Your task
Transcribe exactly, and only, the lines from the one containing "# point at: the tree" through the end of the entries below, leaving the pictures out.

Source material
★ ★ ★ ★ ★ ★ ★
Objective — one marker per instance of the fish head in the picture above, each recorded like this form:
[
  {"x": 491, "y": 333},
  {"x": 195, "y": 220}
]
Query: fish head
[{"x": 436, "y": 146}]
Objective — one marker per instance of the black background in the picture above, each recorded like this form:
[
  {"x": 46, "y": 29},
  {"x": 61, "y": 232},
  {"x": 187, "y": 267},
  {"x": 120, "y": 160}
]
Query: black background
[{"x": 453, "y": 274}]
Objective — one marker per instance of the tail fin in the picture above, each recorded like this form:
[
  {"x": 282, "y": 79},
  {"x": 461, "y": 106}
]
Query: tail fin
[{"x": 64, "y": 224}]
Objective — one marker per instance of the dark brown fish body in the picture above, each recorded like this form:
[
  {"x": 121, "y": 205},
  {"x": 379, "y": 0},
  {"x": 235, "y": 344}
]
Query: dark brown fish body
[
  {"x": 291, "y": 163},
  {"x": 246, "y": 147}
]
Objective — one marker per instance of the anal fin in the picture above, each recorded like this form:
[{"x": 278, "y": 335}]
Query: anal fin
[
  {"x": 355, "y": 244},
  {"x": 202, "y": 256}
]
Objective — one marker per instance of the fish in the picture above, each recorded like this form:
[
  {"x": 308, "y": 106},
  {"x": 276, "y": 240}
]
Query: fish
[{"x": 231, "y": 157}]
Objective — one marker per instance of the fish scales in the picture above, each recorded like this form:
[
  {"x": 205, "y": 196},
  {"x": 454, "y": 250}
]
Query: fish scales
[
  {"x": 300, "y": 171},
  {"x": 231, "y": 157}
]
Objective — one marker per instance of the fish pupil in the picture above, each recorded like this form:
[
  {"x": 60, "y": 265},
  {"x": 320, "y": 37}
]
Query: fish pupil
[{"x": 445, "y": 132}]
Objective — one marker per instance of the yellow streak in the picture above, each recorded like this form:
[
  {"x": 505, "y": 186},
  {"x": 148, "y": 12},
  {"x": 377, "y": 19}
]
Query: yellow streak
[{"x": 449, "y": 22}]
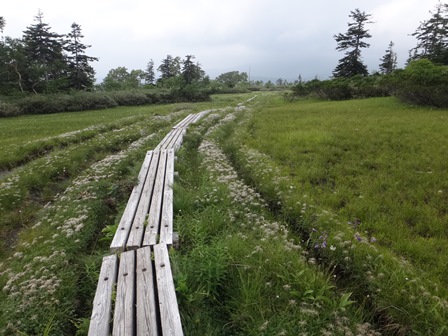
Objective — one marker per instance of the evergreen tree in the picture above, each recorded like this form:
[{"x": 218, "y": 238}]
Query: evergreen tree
[
  {"x": 170, "y": 67},
  {"x": 47, "y": 65},
  {"x": 389, "y": 60},
  {"x": 432, "y": 37},
  {"x": 13, "y": 65},
  {"x": 81, "y": 75},
  {"x": 2, "y": 24},
  {"x": 352, "y": 42},
  {"x": 190, "y": 71},
  {"x": 150, "y": 76}
]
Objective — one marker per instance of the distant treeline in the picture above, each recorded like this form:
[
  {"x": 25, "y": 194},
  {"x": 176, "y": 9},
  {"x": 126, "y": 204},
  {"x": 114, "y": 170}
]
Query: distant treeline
[{"x": 420, "y": 83}]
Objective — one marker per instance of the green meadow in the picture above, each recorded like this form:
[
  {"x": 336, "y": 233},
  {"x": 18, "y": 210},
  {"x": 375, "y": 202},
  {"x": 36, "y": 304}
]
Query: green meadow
[{"x": 295, "y": 218}]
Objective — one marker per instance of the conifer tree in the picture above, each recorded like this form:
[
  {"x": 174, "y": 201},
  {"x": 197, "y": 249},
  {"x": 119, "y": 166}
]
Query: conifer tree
[
  {"x": 150, "y": 76},
  {"x": 432, "y": 37},
  {"x": 46, "y": 61},
  {"x": 81, "y": 75},
  {"x": 389, "y": 60},
  {"x": 190, "y": 70},
  {"x": 352, "y": 42}
]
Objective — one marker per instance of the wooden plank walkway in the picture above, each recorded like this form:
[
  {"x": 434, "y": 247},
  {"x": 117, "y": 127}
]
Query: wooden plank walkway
[
  {"x": 145, "y": 298},
  {"x": 136, "y": 285}
]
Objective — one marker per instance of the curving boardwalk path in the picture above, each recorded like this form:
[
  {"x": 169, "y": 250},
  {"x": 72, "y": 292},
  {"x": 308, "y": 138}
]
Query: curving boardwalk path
[{"x": 135, "y": 288}]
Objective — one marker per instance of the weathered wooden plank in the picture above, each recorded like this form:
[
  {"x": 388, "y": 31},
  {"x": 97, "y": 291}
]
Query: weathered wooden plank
[
  {"x": 124, "y": 227},
  {"x": 184, "y": 122},
  {"x": 169, "y": 310},
  {"x": 166, "y": 224},
  {"x": 102, "y": 303},
  {"x": 165, "y": 140},
  {"x": 174, "y": 139},
  {"x": 179, "y": 139},
  {"x": 153, "y": 227},
  {"x": 138, "y": 225},
  {"x": 147, "y": 308},
  {"x": 125, "y": 299}
]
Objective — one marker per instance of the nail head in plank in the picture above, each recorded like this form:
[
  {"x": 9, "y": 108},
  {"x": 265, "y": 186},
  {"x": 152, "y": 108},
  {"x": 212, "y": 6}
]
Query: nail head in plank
[
  {"x": 147, "y": 307},
  {"x": 102, "y": 303},
  {"x": 169, "y": 310},
  {"x": 124, "y": 313}
]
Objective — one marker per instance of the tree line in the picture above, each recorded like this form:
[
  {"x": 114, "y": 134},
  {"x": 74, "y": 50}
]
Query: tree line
[
  {"x": 423, "y": 81},
  {"x": 431, "y": 35},
  {"x": 43, "y": 61}
]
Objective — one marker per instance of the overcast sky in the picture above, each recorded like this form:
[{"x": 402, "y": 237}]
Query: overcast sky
[{"x": 270, "y": 38}]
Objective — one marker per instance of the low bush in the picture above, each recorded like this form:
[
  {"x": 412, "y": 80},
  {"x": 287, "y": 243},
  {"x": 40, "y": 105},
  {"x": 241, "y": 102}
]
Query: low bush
[
  {"x": 81, "y": 101},
  {"x": 421, "y": 83},
  {"x": 8, "y": 110},
  {"x": 342, "y": 88},
  {"x": 129, "y": 98}
]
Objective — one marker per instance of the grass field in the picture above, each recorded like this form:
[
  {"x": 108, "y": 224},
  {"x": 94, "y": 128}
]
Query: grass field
[
  {"x": 365, "y": 183},
  {"x": 295, "y": 218}
]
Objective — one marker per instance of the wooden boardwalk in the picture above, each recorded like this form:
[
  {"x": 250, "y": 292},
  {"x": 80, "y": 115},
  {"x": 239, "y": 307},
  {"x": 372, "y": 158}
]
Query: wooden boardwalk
[{"x": 135, "y": 288}]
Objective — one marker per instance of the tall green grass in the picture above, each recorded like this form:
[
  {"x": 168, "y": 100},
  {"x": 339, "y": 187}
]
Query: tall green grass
[
  {"x": 364, "y": 182},
  {"x": 67, "y": 177},
  {"x": 239, "y": 270}
]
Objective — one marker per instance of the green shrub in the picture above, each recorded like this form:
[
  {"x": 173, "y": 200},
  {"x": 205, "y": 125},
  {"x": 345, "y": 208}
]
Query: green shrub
[
  {"x": 421, "y": 83},
  {"x": 8, "y": 110},
  {"x": 129, "y": 98}
]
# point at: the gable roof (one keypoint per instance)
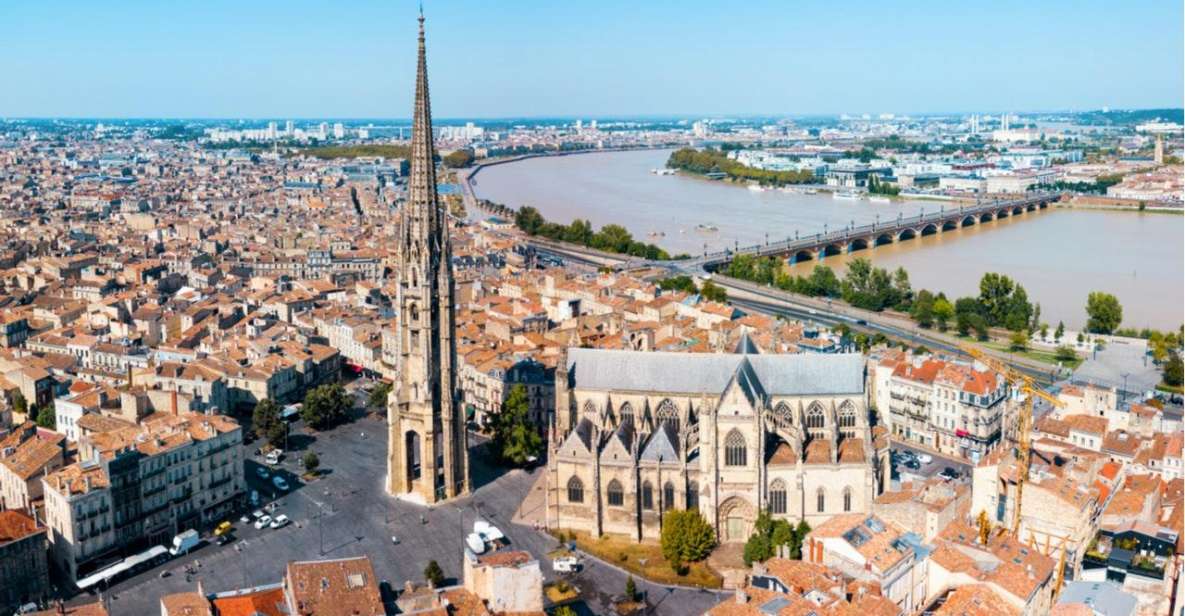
(613, 370)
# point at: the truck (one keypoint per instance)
(185, 541)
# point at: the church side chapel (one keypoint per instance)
(728, 434)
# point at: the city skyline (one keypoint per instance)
(537, 61)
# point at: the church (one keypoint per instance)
(729, 434)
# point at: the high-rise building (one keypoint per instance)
(427, 454)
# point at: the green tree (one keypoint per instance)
(377, 398)
(824, 282)
(686, 537)
(1065, 353)
(325, 406)
(46, 417)
(713, 293)
(267, 423)
(942, 313)
(458, 159)
(312, 462)
(1173, 370)
(1103, 313)
(516, 438)
(434, 575)
(923, 308)
(678, 283)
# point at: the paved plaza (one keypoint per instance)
(346, 513)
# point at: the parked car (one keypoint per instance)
(568, 564)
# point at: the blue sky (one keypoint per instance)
(356, 58)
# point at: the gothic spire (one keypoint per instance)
(422, 184)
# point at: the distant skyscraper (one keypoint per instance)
(427, 449)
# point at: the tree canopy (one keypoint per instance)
(325, 406)
(1103, 313)
(516, 437)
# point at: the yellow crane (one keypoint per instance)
(1027, 386)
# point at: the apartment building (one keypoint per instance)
(24, 570)
(958, 409)
(139, 486)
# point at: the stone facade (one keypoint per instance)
(731, 435)
(427, 453)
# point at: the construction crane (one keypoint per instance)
(1027, 386)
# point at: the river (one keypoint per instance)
(1059, 255)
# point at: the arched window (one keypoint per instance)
(614, 495)
(627, 414)
(847, 415)
(777, 496)
(735, 451)
(783, 415)
(575, 489)
(668, 414)
(814, 416)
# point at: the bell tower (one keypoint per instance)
(427, 447)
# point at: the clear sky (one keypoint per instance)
(498, 58)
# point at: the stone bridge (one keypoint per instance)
(818, 246)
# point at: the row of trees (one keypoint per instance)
(863, 286)
(612, 238)
(710, 292)
(704, 161)
(769, 534)
(325, 406)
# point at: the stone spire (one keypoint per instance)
(428, 457)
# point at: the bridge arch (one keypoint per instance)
(801, 256)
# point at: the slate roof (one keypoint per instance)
(798, 374)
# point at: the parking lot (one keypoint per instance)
(346, 513)
(903, 469)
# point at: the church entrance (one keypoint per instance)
(736, 518)
(412, 463)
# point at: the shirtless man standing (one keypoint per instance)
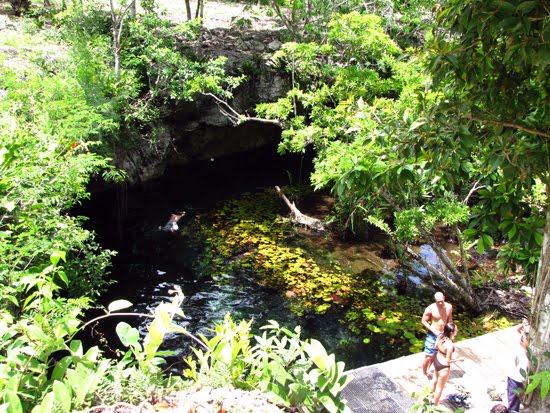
(434, 319)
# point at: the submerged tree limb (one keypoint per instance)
★ ★ ★ ★ ★ ★ ★
The completed task
# point at: the tree canopy (one keypoint per instance)
(325, 406)
(1103, 313)
(516, 437)
# point at: the yellow crane (one keypoint per instance)
(1027, 386)
# point at: the apartment building (one keypoint per instance)
(24, 570)
(958, 409)
(139, 486)
# point at: the stone facade (one keypoint per instance)
(731, 435)
(427, 453)
# point at: the construction crane (one keypoint per instance)
(1027, 386)
# point at: the river (one keypoint per instance)
(1059, 255)
# point at: the arched window (one keypoint per instance)
(614, 495)
(627, 414)
(847, 415)
(777, 496)
(735, 451)
(783, 415)
(575, 489)
(668, 414)
(814, 416)
# point at: the bell tower (one keypoint per instance)
(427, 447)
# point at: the clear sky (one keypoint per instance)
(498, 58)
# point at: the stone bridge (one keypoint per instance)
(818, 246)
# point at: the row of trees (one keypoint per instance)
(863, 286)
(612, 238)
(710, 292)
(704, 161)
(769, 534)
(325, 406)
# point at: the stone spire (one keypoint per instance)
(428, 457)
# point at: the bridge arch (one keypoint per instance)
(801, 256)
# point at: the slate roof (one keypoint per instance)
(798, 374)
# point at: the parking lot (one keypoint per instance)
(346, 513)
(903, 469)
# point at: the church entrance (one keypoint per instance)
(736, 518)
(412, 463)
# point at: the shirtless man standing (one keypoint per instance)
(434, 319)
# point at: the submerged tree limb (one keypoint per instance)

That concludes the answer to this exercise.